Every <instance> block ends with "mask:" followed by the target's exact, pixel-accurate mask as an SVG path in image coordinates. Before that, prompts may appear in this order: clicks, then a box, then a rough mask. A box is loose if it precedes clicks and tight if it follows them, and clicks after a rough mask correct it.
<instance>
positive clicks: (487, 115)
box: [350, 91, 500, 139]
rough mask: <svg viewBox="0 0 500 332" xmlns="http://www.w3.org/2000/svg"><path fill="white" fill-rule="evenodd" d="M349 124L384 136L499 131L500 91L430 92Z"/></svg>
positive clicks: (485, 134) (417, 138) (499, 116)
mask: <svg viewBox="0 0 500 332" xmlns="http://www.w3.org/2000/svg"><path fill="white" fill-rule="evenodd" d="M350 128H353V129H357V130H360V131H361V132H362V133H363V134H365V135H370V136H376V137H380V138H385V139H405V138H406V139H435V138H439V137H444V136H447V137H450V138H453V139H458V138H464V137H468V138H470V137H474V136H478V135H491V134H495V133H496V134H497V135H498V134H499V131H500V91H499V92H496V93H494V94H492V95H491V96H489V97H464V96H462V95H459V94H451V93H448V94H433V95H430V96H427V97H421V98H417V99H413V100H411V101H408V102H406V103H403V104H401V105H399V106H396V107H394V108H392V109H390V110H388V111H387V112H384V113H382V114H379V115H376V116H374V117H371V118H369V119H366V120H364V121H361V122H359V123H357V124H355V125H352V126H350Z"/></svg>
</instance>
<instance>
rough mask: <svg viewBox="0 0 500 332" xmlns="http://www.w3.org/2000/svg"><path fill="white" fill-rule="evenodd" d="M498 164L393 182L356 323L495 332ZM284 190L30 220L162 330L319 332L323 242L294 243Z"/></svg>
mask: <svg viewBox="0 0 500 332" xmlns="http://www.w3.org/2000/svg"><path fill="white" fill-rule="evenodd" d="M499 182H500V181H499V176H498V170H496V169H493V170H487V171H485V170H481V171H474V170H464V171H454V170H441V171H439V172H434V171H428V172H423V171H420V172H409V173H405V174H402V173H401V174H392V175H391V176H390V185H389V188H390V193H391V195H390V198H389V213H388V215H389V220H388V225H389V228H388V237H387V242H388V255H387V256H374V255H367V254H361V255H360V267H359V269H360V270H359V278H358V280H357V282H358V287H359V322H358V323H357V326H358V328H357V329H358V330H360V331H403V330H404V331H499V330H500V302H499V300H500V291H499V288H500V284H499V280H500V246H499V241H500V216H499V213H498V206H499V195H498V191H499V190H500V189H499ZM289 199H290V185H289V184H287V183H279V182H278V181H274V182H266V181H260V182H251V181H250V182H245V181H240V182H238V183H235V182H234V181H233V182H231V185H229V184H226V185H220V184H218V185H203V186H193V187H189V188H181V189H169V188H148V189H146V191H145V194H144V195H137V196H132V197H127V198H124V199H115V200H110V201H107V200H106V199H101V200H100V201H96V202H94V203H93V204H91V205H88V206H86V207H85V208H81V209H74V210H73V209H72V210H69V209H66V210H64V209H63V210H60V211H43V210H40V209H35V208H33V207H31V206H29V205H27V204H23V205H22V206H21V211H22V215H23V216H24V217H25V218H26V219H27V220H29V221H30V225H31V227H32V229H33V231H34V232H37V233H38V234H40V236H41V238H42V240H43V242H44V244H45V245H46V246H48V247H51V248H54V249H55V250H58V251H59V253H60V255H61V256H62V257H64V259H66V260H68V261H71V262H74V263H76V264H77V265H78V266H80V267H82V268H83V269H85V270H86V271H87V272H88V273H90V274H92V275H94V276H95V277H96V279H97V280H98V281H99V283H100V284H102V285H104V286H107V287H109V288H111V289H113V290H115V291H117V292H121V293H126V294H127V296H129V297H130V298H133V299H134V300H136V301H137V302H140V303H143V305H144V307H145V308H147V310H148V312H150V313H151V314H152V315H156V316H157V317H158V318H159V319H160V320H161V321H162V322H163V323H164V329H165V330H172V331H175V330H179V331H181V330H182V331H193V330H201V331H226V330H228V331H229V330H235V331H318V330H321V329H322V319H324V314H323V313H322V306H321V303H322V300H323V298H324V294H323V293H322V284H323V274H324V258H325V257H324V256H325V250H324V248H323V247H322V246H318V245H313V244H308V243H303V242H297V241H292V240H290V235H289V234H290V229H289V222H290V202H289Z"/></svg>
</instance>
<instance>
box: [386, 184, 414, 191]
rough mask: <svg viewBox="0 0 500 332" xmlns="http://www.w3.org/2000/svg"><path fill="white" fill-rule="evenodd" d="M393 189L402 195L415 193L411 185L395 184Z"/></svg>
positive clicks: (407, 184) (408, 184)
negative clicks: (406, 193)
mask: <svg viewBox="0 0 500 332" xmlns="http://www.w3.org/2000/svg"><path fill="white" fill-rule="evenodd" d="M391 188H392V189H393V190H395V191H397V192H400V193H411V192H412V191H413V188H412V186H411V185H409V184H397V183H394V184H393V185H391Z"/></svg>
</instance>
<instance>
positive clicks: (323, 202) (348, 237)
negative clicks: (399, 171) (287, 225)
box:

_Exercise_
Print the entire set of records again, exactly.

_Answer for the task_
Every <instance> block ends with "mask:" followed by the target's exact, pixel-accurate mask as an SVG path in image coordinates. Before that, prompts may appear in this order: clicks, then a box, then a rough mask. A box is loose if it precedes clicks and tight if it follows them, and clicks after a rough mask correct it.
<instance>
positive clicks: (487, 115)
box: [350, 91, 500, 139]
rough mask: <svg viewBox="0 0 500 332" xmlns="http://www.w3.org/2000/svg"><path fill="white" fill-rule="evenodd" d="M349 124L384 136L499 131L500 91L430 92Z"/></svg>
positive clicks: (485, 134) (417, 138) (499, 116)
mask: <svg viewBox="0 0 500 332" xmlns="http://www.w3.org/2000/svg"><path fill="white" fill-rule="evenodd" d="M350 128H353V129H357V130H360V131H361V132H362V133H363V134H365V135H370V136H376V137H380V138H385V139H405V138H406V139H435V138H439V137H444V136H447V137H450V138H453V139H458V138H464V137H468V138H470V137H474V136H478V135H491V134H495V133H496V134H497V135H498V134H499V131H500V91H499V92H496V93H494V94H492V95H491V96H489V97H464V96H462V95H459V94H451V93H448V94H433V95H430V96H427V97H421V98H417V99H413V100H411V101H408V102H406V103H403V104H401V105H399V106H396V107H394V108H392V109H390V110H388V111H387V112H384V113H382V114H379V115H376V116H374V117H371V118H369V119H366V120H364V121H361V122H359V123H357V124H355V125H352V126H350Z"/></svg>
</instance>
<instance>
rough mask: <svg viewBox="0 0 500 332" xmlns="http://www.w3.org/2000/svg"><path fill="white" fill-rule="evenodd" d="M498 164L393 182L356 323L495 332ZM284 190L30 220L162 330L319 332L323 242L294 243Z"/></svg>
mask: <svg viewBox="0 0 500 332" xmlns="http://www.w3.org/2000/svg"><path fill="white" fill-rule="evenodd" d="M499 182H500V181H499V176H498V170H496V169H493V170H487V171H485V170H481V171H474V170H464V171H454V170H441V171H439V172H434V171H428V172H423V171H420V172H409V173H405V174H402V173H401V174H392V175H391V176H390V185H389V188H390V193H391V195H390V198H389V213H388V215H389V220H388V225H389V228H388V237H387V242H388V255H387V256H374V255H367V254H361V255H360V267H359V269H360V270H359V278H358V280H357V282H358V287H359V322H358V323H357V326H358V328H357V329H358V330H360V331H403V330H404V331H499V330H500V302H499V300H500V291H499V288H500V284H499V280H500V246H499V241H500V216H499V213H498V206H499V195H498V191H499V190H500V189H499ZM289 199H290V185H289V184H287V183H279V182H278V181H274V182H266V181H260V182H251V181H250V182H245V181H240V182H238V183H235V182H234V181H233V182H231V185H229V184H226V185H220V184H218V185H203V186H193V187H189V188H181V189H169V188H148V189H146V191H145V194H144V195H137V196H132V197H127V198H124V199H115V200H110V201H107V200H106V199H101V200H100V201H96V202H94V203H93V204H91V205H88V206H86V207H85V208H81V209H74V210H73V209H72V210H69V209H66V210H64V209H63V210H60V211H43V210H40V209H35V208H33V207H31V206H29V205H27V204H23V205H22V206H21V211H22V215H23V216H24V217H25V218H26V219H27V220H29V221H30V225H31V227H32V229H33V231H34V232H37V233H38V234H40V236H41V238H42V240H43V242H44V244H45V245H46V246H48V247H51V248H54V249H55V250H58V251H59V253H60V255H61V256H62V257H64V259H66V260H68V261H71V262H74V263H76V264H77V265H78V266H80V267H82V268H83V269H85V270H86V271H87V272H88V273H90V274H92V275H94V276H95V277H96V279H97V280H98V281H99V283H100V284H102V285H104V286H107V287H109V288H111V289H113V290H115V291H117V292H121V293H126V294H127V296H129V297H130V298H133V299H134V300H136V301H137V302H140V303H143V305H144V307H145V308H147V310H148V312H150V313H151V314H152V315H156V316H157V317H158V318H159V319H160V320H161V321H162V322H163V323H164V329H165V330H172V331H175V330H179V331H181V330H182V331H193V330H201V331H226V330H228V331H229V330H235V331H318V330H321V329H322V319H324V314H323V313H322V306H321V303H322V300H323V298H324V294H323V293H322V284H323V274H324V258H325V257H324V256H325V250H324V248H323V247H322V246H318V245H313V244H308V243H303V242H297V241H292V240H290V235H289V234H290V229H289V222H290V202H289Z"/></svg>
</instance>
<instance>
box: [386, 184, 414, 191]
rough mask: <svg viewBox="0 0 500 332" xmlns="http://www.w3.org/2000/svg"><path fill="white" fill-rule="evenodd" d="M393 189L402 195L415 193L411 185L395 184Z"/></svg>
positive clicks: (407, 184) (408, 184)
negative clicks: (406, 193)
mask: <svg viewBox="0 0 500 332" xmlns="http://www.w3.org/2000/svg"><path fill="white" fill-rule="evenodd" d="M391 188H392V189H393V190H395V191H397V192H400V193H411V192H412V191H413V188H412V186H411V185H409V184H397V183H394V184H393V185H391Z"/></svg>
</instance>
<instance>
positive clicks: (323, 202) (348, 237)
negative clicks: (399, 171) (287, 225)
box:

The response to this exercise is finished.